— BEGIN EXTRACTED MATERIAL —

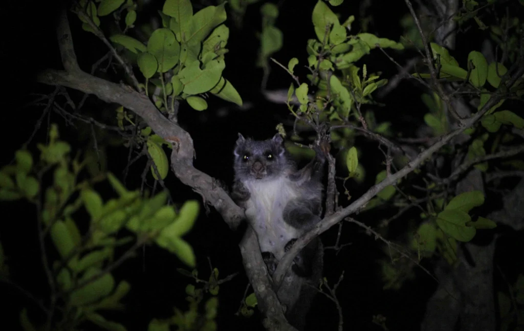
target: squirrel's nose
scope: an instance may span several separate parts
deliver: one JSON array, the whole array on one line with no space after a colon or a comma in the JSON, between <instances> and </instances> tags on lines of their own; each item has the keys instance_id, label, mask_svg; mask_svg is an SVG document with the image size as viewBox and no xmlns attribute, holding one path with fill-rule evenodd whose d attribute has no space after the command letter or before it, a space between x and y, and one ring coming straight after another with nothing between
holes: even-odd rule
<instances>
[{"instance_id":1,"label":"squirrel's nose","mask_svg":"<svg viewBox=\"0 0 524 331\"><path fill-rule=\"evenodd\" d=\"M262 163L261 163L258 161L257 161L254 163L253 163L253 170L255 170L255 171L257 172L260 171L261 170L262 170L263 168L264 168L264 166L263 166Z\"/></svg>"}]
</instances>

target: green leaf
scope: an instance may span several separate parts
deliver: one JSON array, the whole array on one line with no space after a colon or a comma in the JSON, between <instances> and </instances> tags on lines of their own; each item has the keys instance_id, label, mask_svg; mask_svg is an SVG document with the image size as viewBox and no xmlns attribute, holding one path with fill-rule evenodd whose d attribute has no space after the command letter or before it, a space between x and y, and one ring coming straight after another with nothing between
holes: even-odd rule
<instances>
[{"instance_id":1,"label":"green leaf","mask_svg":"<svg viewBox=\"0 0 524 331\"><path fill-rule=\"evenodd\" d=\"M347 118L353 104L349 91L335 75L332 75L330 78L330 87L331 88L331 93L336 97L338 106L342 110L343 117Z\"/></svg>"},{"instance_id":2,"label":"green leaf","mask_svg":"<svg viewBox=\"0 0 524 331\"><path fill-rule=\"evenodd\" d=\"M84 273L80 282L89 281L102 272L98 268L90 268ZM109 295L114 287L115 280L113 275L106 272L103 275L71 292L69 298L70 302L74 306L83 306L92 303Z\"/></svg>"},{"instance_id":3,"label":"green leaf","mask_svg":"<svg viewBox=\"0 0 524 331\"><path fill-rule=\"evenodd\" d=\"M357 170L358 166L358 157L357 155L357 149L353 146L347 151L347 155L346 156L346 166L347 167L347 171L351 175Z\"/></svg>"},{"instance_id":4,"label":"green leaf","mask_svg":"<svg viewBox=\"0 0 524 331\"><path fill-rule=\"evenodd\" d=\"M235 103L239 106L242 105L242 98L240 97L240 94L231 83L223 77L220 78L219 83L210 92L221 99Z\"/></svg>"},{"instance_id":5,"label":"green leaf","mask_svg":"<svg viewBox=\"0 0 524 331\"><path fill-rule=\"evenodd\" d=\"M258 301L257 301L256 295L255 293L251 293L249 295L246 297L246 304L249 307L254 307L257 305Z\"/></svg>"},{"instance_id":6,"label":"green leaf","mask_svg":"<svg viewBox=\"0 0 524 331\"><path fill-rule=\"evenodd\" d=\"M14 189L15 182L5 171L0 171L0 187Z\"/></svg>"},{"instance_id":7,"label":"green leaf","mask_svg":"<svg viewBox=\"0 0 524 331\"><path fill-rule=\"evenodd\" d=\"M157 170L160 178L163 180L167 176L169 170L169 163L168 162L167 156L162 147L151 139L147 140L147 152L151 156L151 158L156 166ZM158 180L156 172L153 166L151 166L151 172L155 179Z\"/></svg>"},{"instance_id":8,"label":"green leaf","mask_svg":"<svg viewBox=\"0 0 524 331\"><path fill-rule=\"evenodd\" d=\"M198 62L191 63L179 74L184 84L183 92L188 94L203 93L211 90L220 81L222 71L225 68L223 60L213 60L201 69Z\"/></svg>"},{"instance_id":9,"label":"green leaf","mask_svg":"<svg viewBox=\"0 0 524 331\"><path fill-rule=\"evenodd\" d=\"M467 226L471 220L467 213L461 209L448 209L447 207L439 213L436 224L444 232L460 241L467 242L473 239L476 229Z\"/></svg>"},{"instance_id":10,"label":"green leaf","mask_svg":"<svg viewBox=\"0 0 524 331\"><path fill-rule=\"evenodd\" d=\"M378 87L376 83L371 83L368 84L367 86L364 87L364 91L362 91L362 96L366 96L371 94Z\"/></svg>"},{"instance_id":11,"label":"green leaf","mask_svg":"<svg viewBox=\"0 0 524 331\"><path fill-rule=\"evenodd\" d=\"M260 57L265 60L282 48L282 31L273 26L265 27L260 34Z\"/></svg>"},{"instance_id":12,"label":"green leaf","mask_svg":"<svg viewBox=\"0 0 524 331\"><path fill-rule=\"evenodd\" d=\"M346 40L346 28L341 25L338 21L334 23L333 29L329 34L330 43L337 45Z\"/></svg>"},{"instance_id":13,"label":"green leaf","mask_svg":"<svg viewBox=\"0 0 524 331\"><path fill-rule=\"evenodd\" d=\"M360 68L355 65L351 65L348 69L351 73L351 75L349 76L350 80L353 83L353 85L355 85L357 90L360 90L362 88L360 77L358 76L358 71L360 70Z\"/></svg>"},{"instance_id":14,"label":"green leaf","mask_svg":"<svg viewBox=\"0 0 524 331\"><path fill-rule=\"evenodd\" d=\"M97 224L97 228L106 234L114 233L124 226L129 216L123 210L116 210L105 215Z\"/></svg>"},{"instance_id":15,"label":"green leaf","mask_svg":"<svg viewBox=\"0 0 524 331\"><path fill-rule=\"evenodd\" d=\"M147 331L169 331L169 322L153 318L147 326Z\"/></svg>"},{"instance_id":16,"label":"green leaf","mask_svg":"<svg viewBox=\"0 0 524 331\"><path fill-rule=\"evenodd\" d=\"M500 85L501 78L507 72L508 69L502 63L497 62L489 63L488 67L488 82L494 87L498 87Z\"/></svg>"},{"instance_id":17,"label":"green leaf","mask_svg":"<svg viewBox=\"0 0 524 331\"><path fill-rule=\"evenodd\" d=\"M104 316L93 312L85 313L85 318L94 324L109 331L126 331L125 326L116 322L107 321Z\"/></svg>"},{"instance_id":18,"label":"green leaf","mask_svg":"<svg viewBox=\"0 0 524 331\"><path fill-rule=\"evenodd\" d=\"M404 49L403 45L400 42L397 42L385 38L378 38L375 35L371 34L358 34L357 35L357 37L367 43L369 48L371 49L375 48L376 47L376 45L378 44L379 47L382 48L389 48L393 49Z\"/></svg>"},{"instance_id":19,"label":"green leaf","mask_svg":"<svg viewBox=\"0 0 524 331\"><path fill-rule=\"evenodd\" d=\"M143 52L137 57L137 63L142 74L149 79L153 76L158 69L158 62L156 58L150 53Z\"/></svg>"},{"instance_id":20,"label":"green leaf","mask_svg":"<svg viewBox=\"0 0 524 331\"><path fill-rule=\"evenodd\" d=\"M322 60L322 62L320 62L320 65L319 65L319 68L321 70L332 70L332 71L334 71L334 70L335 70L333 68L333 63L331 63L331 61L330 61L329 60L326 59L324 59L324 60Z\"/></svg>"},{"instance_id":21,"label":"green leaf","mask_svg":"<svg viewBox=\"0 0 524 331\"><path fill-rule=\"evenodd\" d=\"M19 149L15 153L16 167L25 173L29 173L32 167L32 156L27 150Z\"/></svg>"},{"instance_id":22,"label":"green leaf","mask_svg":"<svg viewBox=\"0 0 524 331\"><path fill-rule=\"evenodd\" d=\"M102 262L109 259L112 252L113 250L111 249L93 251L80 259L78 262L72 266L71 269L75 272L80 273L91 267L101 267Z\"/></svg>"},{"instance_id":23,"label":"green leaf","mask_svg":"<svg viewBox=\"0 0 524 331\"><path fill-rule=\"evenodd\" d=\"M289 60L288 63L288 70L289 70L290 72L293 73L293 69L294 69L294 66L298 64L298 59L297 58L293 58Z\"/></svg>"},{"instance_id":24,"label":"green leaf","mask_svg":"<svg viewBox=\"0 0 524 331\"><path fill-rule=\"evenodd\" d=\"M98 15L99 16L108 15L122 6L125 0L102 0L99 5Z\"/></svg>"},{"instance_id":25,"label":"green leaf","mask_svg":"<svg viewBox=\"0 0 524 331\"><path fill-rule=\"evenodd\" d=\"M115 291L108 296L104 298L99 303L96 305L96 309L118 309L122 308L123 305L119 301L125 296L131 286L129 283L125 280L118 283L115 289Z\"/></svg>"},{"instance_id":26,"label":"green leaf","mask_svg":"<svg viewBox=\"0 0 524 331\"><path fill-rule=\"evenodd\" d=\"M454 67L459 67L458 62L455 58L450 55L449 52L445 48L434 42L430 43L430 45L433 52L433 57L438 62L440 61L441 64L451 64Z\"/></svg>"},{"instance_id":27,"label":"green leaf","mask_svg":"<svg viewBox=\"0 0 524 331\"><path fill-rule=\"evenodd\" d=\"M470 62L474 68L470 74L470 82L477 87L482 87L486 83L488 76L488 63L486 58L480 52L473 51L467 56L468 67Z\"/></svg>"},{"instance_id":28,"label":"green leaf","mask_svg":"<svg viewBox=\"0 0 524 331\"><path fill-rule=\"evenodd\" d=\"M180 209L178 217L162 230L160 235L176 238L185 235L191 229L196 220L199 207L198 202L195 200L186 201Z\"/></svg>"},{"instance_id":29,"label":"green leaf","mask_svg":"<svg viewBox=\"0 0 524 331\"><path fill-rule=\"evenodd\" d=\"M202 53L216 52L224 49L229 38L229 28L222 24L216 27L202 44Z\"/></svg>"},{"instance_id":30,"label":"green leaf","mask_svg":"<svg viewBox=\"0 0 524 331\"><path fill-rule=\"evenodd\" d=\"M339 18L336 15L322 0L319 0L315 5L315 7L313 9L312 19L313 25L315 28L315 33L316 34L316 38L320 41L324 40L326 27L334 24L335 22L339 23ZM329 31L328 32L329 36Z\"/></svg>"},{"instance_id":31,"label":"green leaf","mask_svg":"<svg viewBox=\"0 0 524 331\"><path fill-rule=\"evenodd\" d=\"M79 231L78 227L77 227L73 219L70 217L66 217L65 220L64 220L64 225L66 225L66 227L67 228L67 230L69 232L69 235L71 236L73 245L74 246L80 245L82 240L80 231Z\"/></svg>"},{"instance_id":32,"label":"green leaf","mask_svg":"<svg viewBox=\"0 0 524 331\"><path fill-rule=\"evenodd\" d=\"M80 197L84 202L85 209L93 219L97 220L102 215L103 202L96 192L86 189L82 190Z\"/></svg>"},{"instance_id":33,"label":"green leaf","mask_svg":"<svg viewBox=\"0 0 524 331\"><path fill-rule=\"evenodd\" d=\"M426 114L424 115L424 122L433 129L435 136L440 136L446 131L444 125L434 114L430 113Z\"/></svg>"},{"instance_id":34,"label":"green leaf","mask_svg":"<svg viewBox=\"0 0 524 331\"><path fill-rule=\"evenodd\" d=\"M157 244L176 254L182 262L189 267L194 268L196 265L193 248L183 240L179 238L171 238L160 235L157 239Z\"/></svg>"},{"instance_id":35,"label":"green leaf","mask_svg":"<svg viewBox=\"0 0 524 331\"><path fill-rule=\"evenodd\" d=\"M471 224L476 229L494 229L497 227L497 223L491 219L478 216L478 218Z\"/></svg>"},{"instance_id":36,"label":"green leaf","mask_svg":"<svg viewBox=\"0 0 524 331\"><path fill-rule=\"evenodd\" d=\"M307 104L309 100L308 98L308 84L305 83L301 84L300 86L295 90L295 95L301 104Z\"/></svg>"},{"instance_id":37,"label":"green leaf","mask_svg":"<svg viewBox=\"0 0 524 331\"><path fill-rule=\"evenodd\" d=\"M192 43L203 41L215 27L227 18L224 4L222 3L216 7L209 6L194 14L191 18L185 40Z\"/></svg>"},{"instance_id":38,"label":"green leaf","mask_svg":"<svg viewBox=\"0 0 524 331\"><path fill-rule=\"evenodd\" d=\"M509 111L500 111L494 114L497 121L503 124L513 125L518 129L524 128L524 119Z\"/></svg>"},{"instance_id":39,"label":"green leaf","mask_svg":"<svg viewBox=\"0 0 524 331\"><path fill-rule=\"evenodd\" d=\"M24 186L21 189L25 193L26 197L29 198L35 197L38 193L40 184L38 181L32 176L28 176L24 181Z\"/></svg>"},{"instance_id":40,"label":"green leaf","mask_svg":"<svg viewBox=\"0 0 524 331\"><path fill-rule=\"evenodd\" d=\"M156 58L158 72L166 72L174 67L180 57L180 44L169 29L157 29L147 42L147 51Z\"/></svg>"},{"instance_id":41,"label":"green leaf","mask_svg":"<svg viewBox=\"0 0 524 331\"><path fill-rule=\"evenodd\" d=\"M419 248L425 252L432 253L436 247L436 228L433 223L424 223L420 225L417 233L418 240L412 244L414 250Z\"/></svg>"},{"instance_id":42,"label":"green leaf","mask_svg":"<svg viewBox=\"0 0 524 331\"><path fill-rule=\"evenodd\" d=\"M109 39L111 41L121 45L135 54L138 53L137 50L145 52L147 49L146 45L135 38L125 35L113 35L110 37Z\"/></svg>"},{"instance_id":43,"label":"green leaf","mask_svg":"<svg viewBox=\"0 0 524 331\"><path fill-rule=\"evenodd\" d=\"M136 12L135 10L129 10L126 15L126 26L128 27L133 26L135 21L136 20Z\"/></svg>"},{"instance_id":44,"label":"green leaf","mask_svg":"<svg viewBox=\"0 0 524 331\"><path fill-rule=\"evenodd\" d=\"M484 195L480 191L472 191L461 193L451 199L444 210L458 210L467 213L472 208L482 206Z\"/></svg>"},{"instance_id":45,"label":"green leaf","mask_svg":"<svg viewBox=\"0 0 524 331\"><path fill-rule=\"evenodd\" d=\"M29 317L27 315L27 310L23 308L20 312L20 325L24 329L24 331L37 331L36 327L29 321Z\"/></svg>"},{"instance_id":46,"label":"green leaf","mask_svg":"<svg viewBox=\"0 0 524 331\"><path fill-rule=\"evenodd\" d=\"M173 76L171 79L171 83L173 85L173 95L176 96L182 93L184 85L180 81L178 76Z\"/></svg>"},{"instance_id":47,"label":"green leaf","mask_svg":"<svg viewBox=\"0 0 524 331\"><path fill-rule=\"evenodd\" d=\"M367 43L359 39L354 39L347 43L353 46L351 51L342 56L342 60L347 63L352 63L358 61L364 56L369 53L369 46ZM337 64L337 67L341 68L340 64ZM345 67L347 68L347 67Z\"/></svg>"},{"instance_id":48,"label":"green leaf","mask_svg":"<svg viewBox=\"0 0 524 331\"><path fill-rule=\"evenodd\" d=\"M10 191L8 189L0 189L0 201L13 201L22 197L22 195L18 192Z\"/></svg>"},{"instance_id":49,"label":"green leaf","mask_svg":"<svg viewBox=\"0 0 524 331\"><path fill-rule=\"evenodd\" d=\"M502 125L502 123L497 120L495 115L493 114L483 117L481 120L481 124L482 124L482 126L486 128L488 132L490 133L498 131L499 129L500 128L500 125Z\"/></svg>"},{"instance_id":50,"label":"green leaf","mask_svg":"<svg viewBox=\"0 0 524 331\"><path fill-rule=\"evenodd\" d=\"M288 102L289 102L293 98L293 94L294 93L294 86L291 83L289 85L289 89L288 89Z\"/></svg>"},{"instance_id":51,"label":"green leaf","mask_svg":"<svg viewBox=\"0 0 524 331\"><path fill-rule=\"evenodd\" d=\"M278 17L278 7L274 4L265 3L260 7L260 14L269 18L276 18Z\"/></svg>"},{"instance_id":52,"label":"green leaf","mask_svg":"<svg viewBox=\"0 0 524 331\"><path fill-rule=\"evenodd\" d=\"M107 173L107 179L113 189L120 196L124 196L129 194L129 192L125 188L125 186L122 185L120 181L111 172Z\"/></svg>"},{"instance_id":53,"label":"green leaf","mask_svg":"<svg viewBox=\"0 0 524 331\"><path fill-rule=\"evenodd\" d=\"M467 71L460 67L453 65L453 64L448 64L446 63L441 64L440 72L462 80L466 79L466 78L467 77ZM441 74L441 76L445 75Z\"/></svg>"},{"instance_id":54,"label":"green leaf","mask_svg":"<svg viewBox=\"0 0 524 331\"><path fill-rule=\"evenodd\" d=\"M67 227L61 220L57 220L51 227L51 239L62 258L68 257L74 248L73 238Z\"/></svg>"},{"instance_id":55,"label":"green leaf","mask_svg":"<svg viewBox=\"0 0 524 331\"><path fill-rule=\"evenodd\" d=\"M193 17L193 7L190 0L166 0L162 12L176 19L176 26L171 27L176 32L182 34L181 40L189 33L189 28Z\"/></svg>"},{"instance_id":56,"label":"green leaf","mask_svg":"<svg viewBox=\"0 0 524 331\"><path fill-rule=\"evenodd\" d=\"M377 176L375 180L375 183L378 184L382 181L386 179L387 176L387 172L386 170L383 170L380 171L377 174ZM397 191L397 189L392 185L388 185L380 192L378 192L377 194L377 196L383 200L388 201L393 197L395 195L395 192Z\"/></svg>"},{"instance_id":57,"label":"green leaf","mask_svg":"<svg viewBox=\"0 0 524 331\"><path fill-rule=\"evenodd\" d=\"M208 109L208 103L202 97L190 95L186 98L185 101L188 102L191 108L195 111L203 111Z\"/></svg>"}]
</instances>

— END EXTRACTED MATERIAL —

- _PROBLEM TO WORK ON_: Which lines in the records above contain the word "nose"? Show each of those lines in full.

- _THE RESPONSE_:
target: squirrel's nose
[{"instance_id":1,"label":"squirrel's nose","mask_svg":"<svg viewBox=\"0 0 524 331\"><path fill-rule=\"evenodd\" d=\"M262 163L261 163L258 161L257 161L254 163L253 163L253 170L255 170L255 171L257 172L260 171L261 170L262 170L263 168L264 168L264 166L263 166Z\"/></svg>"}]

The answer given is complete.